#### Provided passage ####

Those are the external facts and circumstances that also characterize life in Turnton, an unspecified seaside town whose Docklands neighborhood, on the occasion of the 2017 Ars Electronica Festival, is being temporarily installed in the lower level of the LENTOS Art Museum in the form of a harbor-quarter market square, a waterfront bar, and the port authority’s offices.

Eight: Another World Was Possible

The ecological dystopia of Turnton 2047, however, is juxtaposed to a socio-economic utopia that is gradually revealed in detail to sufficiently inquisitive visitors to the Turnton Docklands. Neoliberalism is history, the growth mantra has been hushed, and unbridled free trade is a thing of the past. What has instead become reality is what, for decades, had been dismissed as politically, economically or technologically unfeasible and ridiculed as naïve.

The revolution in raw materials, energy and transportation has taken off so dynamically that there’s no stopping it anymore. Under the stewardship of the General Authority for Sustainability, the sustainable economy of 2047 serves the common good. The culture of everyday life, production and commerce are obliged to conserve nature, minimize the use of resources and uphold human rights. The mission of the Global Transparency Agency is to see to it that they stay the course, while the Center for Advanced Technologies makes the corresponding hardware and software available, as well as those that humankind can use to support the ecosystem’s gradual regeneration.

#### Record list ####

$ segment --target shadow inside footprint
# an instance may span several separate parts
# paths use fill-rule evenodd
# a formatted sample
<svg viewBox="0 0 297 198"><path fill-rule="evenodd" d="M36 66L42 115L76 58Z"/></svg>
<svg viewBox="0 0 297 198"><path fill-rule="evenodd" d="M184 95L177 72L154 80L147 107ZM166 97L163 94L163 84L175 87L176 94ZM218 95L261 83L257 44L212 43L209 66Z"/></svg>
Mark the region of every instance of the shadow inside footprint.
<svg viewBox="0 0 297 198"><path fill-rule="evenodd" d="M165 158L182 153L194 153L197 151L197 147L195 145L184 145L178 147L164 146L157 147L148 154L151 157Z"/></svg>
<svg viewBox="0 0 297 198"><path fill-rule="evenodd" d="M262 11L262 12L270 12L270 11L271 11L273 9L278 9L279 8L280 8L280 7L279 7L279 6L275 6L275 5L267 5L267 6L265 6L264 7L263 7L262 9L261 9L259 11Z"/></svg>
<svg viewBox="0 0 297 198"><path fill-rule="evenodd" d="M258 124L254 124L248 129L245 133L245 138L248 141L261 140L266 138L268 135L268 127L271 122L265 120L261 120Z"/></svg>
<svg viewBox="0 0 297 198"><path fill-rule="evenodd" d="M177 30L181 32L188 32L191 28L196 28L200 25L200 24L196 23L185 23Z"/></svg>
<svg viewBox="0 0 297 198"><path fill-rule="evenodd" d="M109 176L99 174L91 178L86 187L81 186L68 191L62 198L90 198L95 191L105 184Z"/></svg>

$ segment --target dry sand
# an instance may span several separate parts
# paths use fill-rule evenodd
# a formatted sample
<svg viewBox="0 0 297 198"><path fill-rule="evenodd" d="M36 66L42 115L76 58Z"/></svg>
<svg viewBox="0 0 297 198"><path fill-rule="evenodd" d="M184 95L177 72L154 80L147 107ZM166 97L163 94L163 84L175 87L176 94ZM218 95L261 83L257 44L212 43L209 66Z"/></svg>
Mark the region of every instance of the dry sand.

####

Condense the paragraph of the Turnton text that begins "The revolution in raw materials" into a short bulleted list that keeps its main facts.

**Full response**
- The revolution in raw materials, energy and transportation can no longer be stopped.
- The General Authority for Sustainability oversees the sustainable economy of 2047, which serves the common good.
- Everyday life, production and commerce must conserve nature, minimize resource use and uphold human rights.
- The Global Transparency Agency ensures they stay the course.
- The Center for Advanced Technologies provides the needed hardware and software, plus tools to support the ecosystem's gradual regeneration.